## Short problem A
Decide whether each statement below agrees with the text on Eric Holder and state attorneys general, answering yes or no and quoting the words of the text that settle it: (i) Holder was the first black American to lead the Justice Department. (ii) Schneiderman took office in 2012. (iii) Schneiderman agreed to a deal that released the banks from liability for what they did before the 2008 crash.
## Short problem B
Use the text on Eric Holder and state attorneys general to answer these questions:
(i) How many years was Holder in office?
(ii) How many state attorneys general negotiated with the banks?
(iii) How much would the settlement under discussion have cost the banks?
## Short problem C
From the text on Eric Holder and state attorneys general, list every aim that Holder is said to have fought for.

## Text block
┏━━
After six years in office, departing Attorney General Eric Holder will leave behind a strong legacy of defending civil rights. As the first black American to lead the Justice Department, Holder fought to stop voter suppression, to change unfair sentencing policies, and—by refusing to defend the Defense of Marriage Act—to end discrimination against LGBT couples. Holder’s resignation announcement last month, understandably, has prompted a wave of speculation about who will replace him. That’s an important conversation, but we should be paying equal attention to the states, where attorneys general are elected and have significant influence over the application of the law.

For instance, while progressives were rightly disappointed by Holder’s failure to punish Wall Street for financial crimes leading up to the economic crisis, New York Attorney General Eric Schneiderman has been almost single-handedly fighting an uphill battle to hold the banks accountable. Now running for reelection, Schneiderman has devoted much of the past four years to delivering some measure of justice to millions of Americans, in New York and across the country, who suffered as a result of Wall Street’s destructive behavior.

Upon taking office in 2011, Schneiderman took a principled stand in the negotiations between 50 state attorneys general and the banks over their illegal use of “robo-signing,” a loathsome practice that accelerated the foreclosure process by falsifying signatures on paperwork that bank employees had not read. With the parties nearing a settlement that would have cost the banks a paltry $20 billion, Schneiderman refused to give his consent to any deal that released the banks from liability for their misdeeds prior to the 2008 crash. Resisting pressure from his fellow attorneys general and the Obama administration, Schneiderman held firm, while also demanding a sweeping investigation of the banks’ actions. “I said you can’t release the banks from claims that haven’t been investigated,” he later explained.
┗━━
## Provided material
┏━━
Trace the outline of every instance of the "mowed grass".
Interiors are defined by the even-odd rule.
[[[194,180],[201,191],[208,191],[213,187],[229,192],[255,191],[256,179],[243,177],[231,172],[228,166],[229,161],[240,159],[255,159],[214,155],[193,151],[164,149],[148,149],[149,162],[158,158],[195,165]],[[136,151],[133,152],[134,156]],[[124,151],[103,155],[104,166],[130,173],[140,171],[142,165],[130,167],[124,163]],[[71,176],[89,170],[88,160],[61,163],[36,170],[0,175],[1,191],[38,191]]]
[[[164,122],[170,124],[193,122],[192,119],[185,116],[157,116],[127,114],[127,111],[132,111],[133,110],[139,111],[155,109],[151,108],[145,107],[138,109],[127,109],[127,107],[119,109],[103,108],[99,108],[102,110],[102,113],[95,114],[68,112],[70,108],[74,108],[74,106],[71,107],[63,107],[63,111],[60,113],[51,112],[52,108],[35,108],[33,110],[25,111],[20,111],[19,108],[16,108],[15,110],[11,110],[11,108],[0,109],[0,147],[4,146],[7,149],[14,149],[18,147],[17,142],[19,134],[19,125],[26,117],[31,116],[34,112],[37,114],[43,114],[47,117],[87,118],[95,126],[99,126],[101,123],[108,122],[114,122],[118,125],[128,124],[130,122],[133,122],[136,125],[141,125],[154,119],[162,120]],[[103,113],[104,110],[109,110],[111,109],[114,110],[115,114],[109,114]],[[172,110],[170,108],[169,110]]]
┗━━
## Written answer A
(i) Yes: "As the first black American to lead the Justice Department"
(ii) No: "Upon taking office in 2011"
(iii) No: "Schneiderman refused to give his consent to any deal that released the banks from liability for their misdeeds prior to the 2008 crash"

## Written answer B
(i) Six years.
(ii) 50.
(iii) $20 billion.

## Written answer C
- To stop voter suppression
- To change unfair sentencing policies
- To end discrimination against LGBT couples